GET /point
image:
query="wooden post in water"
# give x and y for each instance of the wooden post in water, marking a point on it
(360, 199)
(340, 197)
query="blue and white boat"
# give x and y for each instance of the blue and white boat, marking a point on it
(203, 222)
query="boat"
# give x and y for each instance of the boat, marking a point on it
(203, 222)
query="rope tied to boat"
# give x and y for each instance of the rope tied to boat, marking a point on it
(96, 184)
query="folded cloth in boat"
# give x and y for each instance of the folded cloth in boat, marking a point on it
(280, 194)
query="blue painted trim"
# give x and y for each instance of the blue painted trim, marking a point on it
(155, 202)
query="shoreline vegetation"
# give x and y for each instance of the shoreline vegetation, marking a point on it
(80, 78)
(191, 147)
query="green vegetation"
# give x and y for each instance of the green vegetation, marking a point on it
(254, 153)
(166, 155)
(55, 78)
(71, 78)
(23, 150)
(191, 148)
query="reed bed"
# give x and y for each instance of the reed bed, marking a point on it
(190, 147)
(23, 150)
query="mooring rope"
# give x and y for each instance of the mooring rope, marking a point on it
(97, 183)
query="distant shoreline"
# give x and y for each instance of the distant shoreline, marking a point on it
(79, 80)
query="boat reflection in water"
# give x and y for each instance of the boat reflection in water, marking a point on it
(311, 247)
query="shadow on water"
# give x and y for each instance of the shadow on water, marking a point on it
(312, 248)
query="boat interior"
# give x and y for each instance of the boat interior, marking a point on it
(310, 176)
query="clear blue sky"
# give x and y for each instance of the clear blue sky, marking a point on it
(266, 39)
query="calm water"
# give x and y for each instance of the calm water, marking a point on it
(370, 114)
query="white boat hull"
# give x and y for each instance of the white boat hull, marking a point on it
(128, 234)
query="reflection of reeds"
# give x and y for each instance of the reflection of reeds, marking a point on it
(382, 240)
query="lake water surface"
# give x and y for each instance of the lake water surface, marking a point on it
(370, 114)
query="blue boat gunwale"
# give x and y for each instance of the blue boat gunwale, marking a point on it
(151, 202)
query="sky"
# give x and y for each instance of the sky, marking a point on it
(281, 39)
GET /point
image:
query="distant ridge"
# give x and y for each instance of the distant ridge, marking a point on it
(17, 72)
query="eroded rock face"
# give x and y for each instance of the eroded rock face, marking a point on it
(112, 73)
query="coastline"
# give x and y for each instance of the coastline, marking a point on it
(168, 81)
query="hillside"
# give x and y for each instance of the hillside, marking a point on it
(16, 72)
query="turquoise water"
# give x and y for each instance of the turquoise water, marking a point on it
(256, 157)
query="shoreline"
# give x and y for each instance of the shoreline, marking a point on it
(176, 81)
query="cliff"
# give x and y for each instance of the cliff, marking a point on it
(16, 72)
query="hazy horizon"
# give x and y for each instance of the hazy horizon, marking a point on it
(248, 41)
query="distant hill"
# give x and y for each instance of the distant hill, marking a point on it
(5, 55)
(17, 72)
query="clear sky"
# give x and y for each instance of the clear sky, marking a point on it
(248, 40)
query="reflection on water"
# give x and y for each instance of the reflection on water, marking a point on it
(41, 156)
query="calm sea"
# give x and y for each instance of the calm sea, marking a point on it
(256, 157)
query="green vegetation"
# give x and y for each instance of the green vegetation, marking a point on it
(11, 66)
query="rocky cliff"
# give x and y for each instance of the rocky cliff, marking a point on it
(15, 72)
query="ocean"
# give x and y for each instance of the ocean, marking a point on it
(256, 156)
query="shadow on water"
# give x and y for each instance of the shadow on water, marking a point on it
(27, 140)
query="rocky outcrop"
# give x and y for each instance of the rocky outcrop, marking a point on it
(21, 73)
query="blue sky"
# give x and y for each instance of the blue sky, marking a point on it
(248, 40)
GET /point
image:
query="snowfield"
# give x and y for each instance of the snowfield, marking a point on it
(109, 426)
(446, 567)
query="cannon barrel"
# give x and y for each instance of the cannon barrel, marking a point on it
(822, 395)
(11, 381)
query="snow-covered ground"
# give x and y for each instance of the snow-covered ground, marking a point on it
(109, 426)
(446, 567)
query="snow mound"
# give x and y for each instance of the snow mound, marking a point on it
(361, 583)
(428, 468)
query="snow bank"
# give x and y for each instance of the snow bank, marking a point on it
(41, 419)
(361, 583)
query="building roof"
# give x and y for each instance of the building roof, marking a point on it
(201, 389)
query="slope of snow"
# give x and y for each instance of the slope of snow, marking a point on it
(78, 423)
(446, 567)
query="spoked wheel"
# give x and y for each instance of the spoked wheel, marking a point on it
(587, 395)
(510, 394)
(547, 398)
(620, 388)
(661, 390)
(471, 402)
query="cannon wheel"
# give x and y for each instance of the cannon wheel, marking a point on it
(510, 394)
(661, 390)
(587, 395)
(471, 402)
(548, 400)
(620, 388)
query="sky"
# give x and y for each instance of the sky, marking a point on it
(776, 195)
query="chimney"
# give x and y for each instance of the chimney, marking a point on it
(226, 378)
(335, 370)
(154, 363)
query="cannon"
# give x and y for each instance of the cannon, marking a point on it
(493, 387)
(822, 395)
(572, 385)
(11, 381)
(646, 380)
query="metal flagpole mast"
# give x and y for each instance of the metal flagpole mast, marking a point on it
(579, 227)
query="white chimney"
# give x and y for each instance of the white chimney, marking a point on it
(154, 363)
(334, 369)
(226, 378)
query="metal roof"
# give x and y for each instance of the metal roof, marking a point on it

+ + + +

Task instructions =>
Identify and copy every line in the records above that contains the word "trim". Matching is case-sensitive.

Solution to this problem =>
query="blue painted trim"
# give x and y for each instance of the blue painted trim, marking a point on it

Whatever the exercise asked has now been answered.